Problems and tasks:
[1] In the excerpt on the Social Security fiscal commission, what reason do supporters give for needing a commission? Answer in one to three sentences.
[2] Using the excerpt on the Social Security fiscal commission, answer these questions:
(a) How many members would the fiscal commission have?
(b) Which committee passed the bill setting up the commission, and in what month?
(c) For trust-fund programs, for how long should the commission's recommendations improve solvency?
[3] Rewrite the part of the excerpt on the Social Security fiscal commission starting with "If a majority" and going on through "House and Senate.", swapping "fast-track" for "expedited".

Document segment:
►
Yet boosting the eligibility age for full Social Security benefits to better reflect increased life expectancy would likely be among the ideas a bipartisan fiscal commission would look at.
Arrington’s Budget Committee in January passed a bill setting up a fiscal commission whose job would be to “identify policies to improve the fiscal situation in the medium term and to achieve a sustainable debt-to-GDP ratio of the long term, and for any recommendations related to Federal programs for which a Federal trust fund exists, to improve solvency for a period of at least 75 years.”
If a majority of the 16-member fiscal commission agreed, with at least three Republicans and three Democrats on board as a minimum, their recommendations would receive fast-track consideration for votes in the House and Senate.
Social Security’s trust fund is not expected to be able to pay out full benefits starting within the next 10 years, according to the nonpartisan Congressional Budget Office, making a commission needed, supporters say.
◄
Information provided:
►
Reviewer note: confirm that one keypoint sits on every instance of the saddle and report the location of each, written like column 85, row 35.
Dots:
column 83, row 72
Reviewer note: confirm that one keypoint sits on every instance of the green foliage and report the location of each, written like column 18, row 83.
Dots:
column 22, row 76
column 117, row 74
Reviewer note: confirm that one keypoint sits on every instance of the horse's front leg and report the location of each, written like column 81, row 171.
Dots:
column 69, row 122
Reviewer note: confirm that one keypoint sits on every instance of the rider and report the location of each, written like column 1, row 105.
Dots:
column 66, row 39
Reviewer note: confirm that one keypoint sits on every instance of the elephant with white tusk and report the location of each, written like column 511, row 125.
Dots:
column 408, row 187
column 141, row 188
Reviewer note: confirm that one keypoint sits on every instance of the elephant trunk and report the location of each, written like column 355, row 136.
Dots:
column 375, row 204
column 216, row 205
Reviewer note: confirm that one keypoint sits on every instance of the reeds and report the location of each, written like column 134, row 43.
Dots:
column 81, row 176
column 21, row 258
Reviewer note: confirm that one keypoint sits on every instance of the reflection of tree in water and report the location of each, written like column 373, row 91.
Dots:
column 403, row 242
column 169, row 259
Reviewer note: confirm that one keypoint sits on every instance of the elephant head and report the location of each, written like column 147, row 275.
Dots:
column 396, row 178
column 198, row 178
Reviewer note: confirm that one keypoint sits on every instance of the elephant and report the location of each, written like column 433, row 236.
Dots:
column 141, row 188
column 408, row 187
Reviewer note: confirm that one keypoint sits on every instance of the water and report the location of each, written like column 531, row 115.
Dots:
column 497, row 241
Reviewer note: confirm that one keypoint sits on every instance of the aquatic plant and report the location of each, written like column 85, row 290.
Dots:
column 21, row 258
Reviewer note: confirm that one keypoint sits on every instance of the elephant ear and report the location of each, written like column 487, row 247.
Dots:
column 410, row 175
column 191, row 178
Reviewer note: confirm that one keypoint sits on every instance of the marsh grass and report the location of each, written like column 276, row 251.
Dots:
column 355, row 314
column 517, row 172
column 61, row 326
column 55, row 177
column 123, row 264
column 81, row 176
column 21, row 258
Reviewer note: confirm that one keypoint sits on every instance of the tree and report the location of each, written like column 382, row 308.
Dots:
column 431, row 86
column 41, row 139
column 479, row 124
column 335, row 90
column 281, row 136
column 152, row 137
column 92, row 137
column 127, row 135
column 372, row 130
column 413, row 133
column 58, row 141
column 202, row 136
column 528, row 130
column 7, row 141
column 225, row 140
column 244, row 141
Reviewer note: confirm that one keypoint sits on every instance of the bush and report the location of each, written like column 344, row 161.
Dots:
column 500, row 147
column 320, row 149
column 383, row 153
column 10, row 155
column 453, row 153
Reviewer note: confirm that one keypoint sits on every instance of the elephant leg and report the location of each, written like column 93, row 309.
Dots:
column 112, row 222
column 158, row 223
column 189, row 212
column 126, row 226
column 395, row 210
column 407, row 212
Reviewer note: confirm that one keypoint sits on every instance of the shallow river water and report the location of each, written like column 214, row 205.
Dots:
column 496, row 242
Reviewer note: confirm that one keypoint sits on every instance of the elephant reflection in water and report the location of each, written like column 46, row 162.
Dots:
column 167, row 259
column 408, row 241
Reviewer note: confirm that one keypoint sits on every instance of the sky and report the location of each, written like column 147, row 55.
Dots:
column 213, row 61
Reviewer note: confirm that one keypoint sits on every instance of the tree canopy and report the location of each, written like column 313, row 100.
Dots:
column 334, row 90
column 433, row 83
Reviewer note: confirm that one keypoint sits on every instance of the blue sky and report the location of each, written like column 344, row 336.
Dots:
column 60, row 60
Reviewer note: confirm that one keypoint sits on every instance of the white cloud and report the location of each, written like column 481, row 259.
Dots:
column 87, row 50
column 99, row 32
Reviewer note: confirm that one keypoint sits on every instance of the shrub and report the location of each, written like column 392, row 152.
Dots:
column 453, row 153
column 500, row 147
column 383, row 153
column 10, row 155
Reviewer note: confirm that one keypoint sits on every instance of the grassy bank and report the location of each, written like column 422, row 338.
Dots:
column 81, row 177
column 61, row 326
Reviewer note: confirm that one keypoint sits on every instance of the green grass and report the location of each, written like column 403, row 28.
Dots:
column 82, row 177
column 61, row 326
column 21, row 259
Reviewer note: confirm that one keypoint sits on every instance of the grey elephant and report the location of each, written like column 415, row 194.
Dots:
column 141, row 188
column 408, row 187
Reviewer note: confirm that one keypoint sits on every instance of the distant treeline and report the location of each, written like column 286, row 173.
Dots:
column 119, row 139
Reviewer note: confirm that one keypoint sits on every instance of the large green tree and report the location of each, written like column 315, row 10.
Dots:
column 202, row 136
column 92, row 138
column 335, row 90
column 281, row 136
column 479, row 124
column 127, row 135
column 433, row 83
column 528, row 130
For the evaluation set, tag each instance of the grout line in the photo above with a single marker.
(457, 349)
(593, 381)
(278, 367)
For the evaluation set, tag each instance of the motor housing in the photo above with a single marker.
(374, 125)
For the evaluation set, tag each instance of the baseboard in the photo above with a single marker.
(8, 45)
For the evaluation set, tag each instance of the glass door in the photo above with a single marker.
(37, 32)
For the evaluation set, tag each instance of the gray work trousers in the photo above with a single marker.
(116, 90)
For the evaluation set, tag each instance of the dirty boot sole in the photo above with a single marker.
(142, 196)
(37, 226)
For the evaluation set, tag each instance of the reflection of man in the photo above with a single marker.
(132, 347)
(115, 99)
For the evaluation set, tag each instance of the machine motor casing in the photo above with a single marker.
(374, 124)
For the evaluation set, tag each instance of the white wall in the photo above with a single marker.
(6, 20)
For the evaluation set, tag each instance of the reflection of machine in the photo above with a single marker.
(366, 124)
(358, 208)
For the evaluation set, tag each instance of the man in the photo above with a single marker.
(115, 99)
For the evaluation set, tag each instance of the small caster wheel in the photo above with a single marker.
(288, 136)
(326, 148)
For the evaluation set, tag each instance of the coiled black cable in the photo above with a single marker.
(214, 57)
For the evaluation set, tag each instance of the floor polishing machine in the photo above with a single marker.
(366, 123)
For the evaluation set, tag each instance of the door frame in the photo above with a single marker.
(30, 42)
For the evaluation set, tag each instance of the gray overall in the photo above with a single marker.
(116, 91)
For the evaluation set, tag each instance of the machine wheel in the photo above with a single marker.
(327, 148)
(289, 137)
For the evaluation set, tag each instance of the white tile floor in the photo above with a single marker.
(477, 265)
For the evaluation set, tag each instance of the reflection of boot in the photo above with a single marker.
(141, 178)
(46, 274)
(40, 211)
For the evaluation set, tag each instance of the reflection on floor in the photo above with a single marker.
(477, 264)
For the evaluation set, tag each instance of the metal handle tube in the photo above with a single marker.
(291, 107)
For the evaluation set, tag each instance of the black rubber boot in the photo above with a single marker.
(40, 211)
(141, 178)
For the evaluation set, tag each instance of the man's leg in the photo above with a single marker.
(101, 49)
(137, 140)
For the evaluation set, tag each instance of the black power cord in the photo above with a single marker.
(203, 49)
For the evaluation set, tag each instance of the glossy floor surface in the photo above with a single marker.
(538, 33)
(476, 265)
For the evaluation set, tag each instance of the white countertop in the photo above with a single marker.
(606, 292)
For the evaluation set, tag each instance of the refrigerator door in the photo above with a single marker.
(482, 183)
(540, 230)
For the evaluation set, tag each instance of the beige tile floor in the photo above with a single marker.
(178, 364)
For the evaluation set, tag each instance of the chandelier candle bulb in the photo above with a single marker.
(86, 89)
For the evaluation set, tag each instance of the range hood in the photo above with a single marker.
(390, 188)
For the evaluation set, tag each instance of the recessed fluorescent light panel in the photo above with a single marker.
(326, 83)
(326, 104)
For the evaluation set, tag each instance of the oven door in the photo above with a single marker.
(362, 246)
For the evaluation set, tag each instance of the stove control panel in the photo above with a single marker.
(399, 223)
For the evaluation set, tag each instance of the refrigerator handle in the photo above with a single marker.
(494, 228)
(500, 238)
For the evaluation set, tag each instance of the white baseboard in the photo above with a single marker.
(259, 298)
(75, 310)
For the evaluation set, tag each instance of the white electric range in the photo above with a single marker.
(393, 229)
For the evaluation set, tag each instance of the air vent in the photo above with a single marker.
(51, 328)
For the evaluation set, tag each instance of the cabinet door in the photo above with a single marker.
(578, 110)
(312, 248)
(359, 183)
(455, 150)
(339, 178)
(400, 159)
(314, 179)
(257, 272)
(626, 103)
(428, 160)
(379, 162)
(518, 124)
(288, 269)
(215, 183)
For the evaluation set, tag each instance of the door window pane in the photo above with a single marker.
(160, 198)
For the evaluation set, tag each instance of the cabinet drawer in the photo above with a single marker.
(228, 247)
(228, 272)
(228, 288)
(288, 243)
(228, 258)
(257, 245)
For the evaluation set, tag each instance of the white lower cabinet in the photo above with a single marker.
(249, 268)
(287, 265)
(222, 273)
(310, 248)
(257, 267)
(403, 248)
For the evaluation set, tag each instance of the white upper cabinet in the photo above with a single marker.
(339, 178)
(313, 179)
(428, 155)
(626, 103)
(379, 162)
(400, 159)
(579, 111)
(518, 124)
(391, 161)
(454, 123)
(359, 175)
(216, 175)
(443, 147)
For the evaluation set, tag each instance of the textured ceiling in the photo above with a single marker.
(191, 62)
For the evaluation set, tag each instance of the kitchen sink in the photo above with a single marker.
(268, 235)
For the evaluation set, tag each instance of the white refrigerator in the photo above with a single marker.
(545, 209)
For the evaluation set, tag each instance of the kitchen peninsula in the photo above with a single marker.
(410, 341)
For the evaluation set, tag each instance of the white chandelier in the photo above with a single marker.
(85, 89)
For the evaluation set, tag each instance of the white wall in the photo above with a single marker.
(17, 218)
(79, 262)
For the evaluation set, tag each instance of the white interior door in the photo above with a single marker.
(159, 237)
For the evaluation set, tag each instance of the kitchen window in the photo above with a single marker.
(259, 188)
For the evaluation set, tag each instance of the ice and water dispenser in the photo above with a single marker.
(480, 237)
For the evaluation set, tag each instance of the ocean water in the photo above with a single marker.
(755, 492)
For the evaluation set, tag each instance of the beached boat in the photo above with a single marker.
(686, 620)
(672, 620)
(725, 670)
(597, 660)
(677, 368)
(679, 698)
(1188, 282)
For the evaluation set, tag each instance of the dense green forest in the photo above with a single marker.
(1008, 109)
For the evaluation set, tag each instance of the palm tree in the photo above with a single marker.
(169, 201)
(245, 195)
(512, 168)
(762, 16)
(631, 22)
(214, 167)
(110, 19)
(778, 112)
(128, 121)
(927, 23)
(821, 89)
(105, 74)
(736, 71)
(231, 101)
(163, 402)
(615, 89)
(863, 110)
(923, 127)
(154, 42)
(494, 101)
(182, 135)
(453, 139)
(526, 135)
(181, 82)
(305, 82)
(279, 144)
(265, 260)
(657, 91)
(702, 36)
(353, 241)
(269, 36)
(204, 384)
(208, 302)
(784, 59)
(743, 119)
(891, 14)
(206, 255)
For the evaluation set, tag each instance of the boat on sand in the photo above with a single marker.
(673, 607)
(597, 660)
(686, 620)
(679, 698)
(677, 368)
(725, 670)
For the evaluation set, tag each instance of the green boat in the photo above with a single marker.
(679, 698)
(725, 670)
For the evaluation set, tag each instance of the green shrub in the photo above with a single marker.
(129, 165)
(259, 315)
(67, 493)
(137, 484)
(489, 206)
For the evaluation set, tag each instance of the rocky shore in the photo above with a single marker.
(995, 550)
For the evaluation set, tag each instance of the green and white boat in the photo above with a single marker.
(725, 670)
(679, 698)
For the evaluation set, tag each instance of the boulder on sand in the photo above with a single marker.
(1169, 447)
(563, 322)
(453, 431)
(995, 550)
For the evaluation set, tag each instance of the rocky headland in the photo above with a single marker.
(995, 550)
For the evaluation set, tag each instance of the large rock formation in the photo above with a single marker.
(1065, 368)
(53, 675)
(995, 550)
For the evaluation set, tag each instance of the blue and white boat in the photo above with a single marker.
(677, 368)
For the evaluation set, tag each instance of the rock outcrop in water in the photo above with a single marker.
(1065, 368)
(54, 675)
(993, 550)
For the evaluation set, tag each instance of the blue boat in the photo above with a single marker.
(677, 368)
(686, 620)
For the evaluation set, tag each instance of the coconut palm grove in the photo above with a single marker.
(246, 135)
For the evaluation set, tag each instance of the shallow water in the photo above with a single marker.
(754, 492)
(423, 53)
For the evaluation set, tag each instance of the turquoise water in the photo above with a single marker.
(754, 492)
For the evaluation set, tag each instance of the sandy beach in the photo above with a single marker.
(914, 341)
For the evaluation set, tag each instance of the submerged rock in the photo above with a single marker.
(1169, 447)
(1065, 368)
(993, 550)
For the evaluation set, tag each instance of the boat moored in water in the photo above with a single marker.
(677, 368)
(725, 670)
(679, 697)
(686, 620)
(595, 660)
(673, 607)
◄
Answers for each item:
[1] Supporters say a commission is needed because the nonpartisan Congressional Budget Office does not expect Social Security's trust fund to be able to pay full benefits starting within the next 10 years.

[2]
(a) It would have 16 members.
(b) Arrington's Budget Committee passed it in January.
(c) For a period of at least 75 years.

[3]
If a majority of the 16-member fiscal commission agreed, with at least three Republicans and three Democrats on board as a minimum, their recommendations would receive expedited consideration for votes in the House and Senate.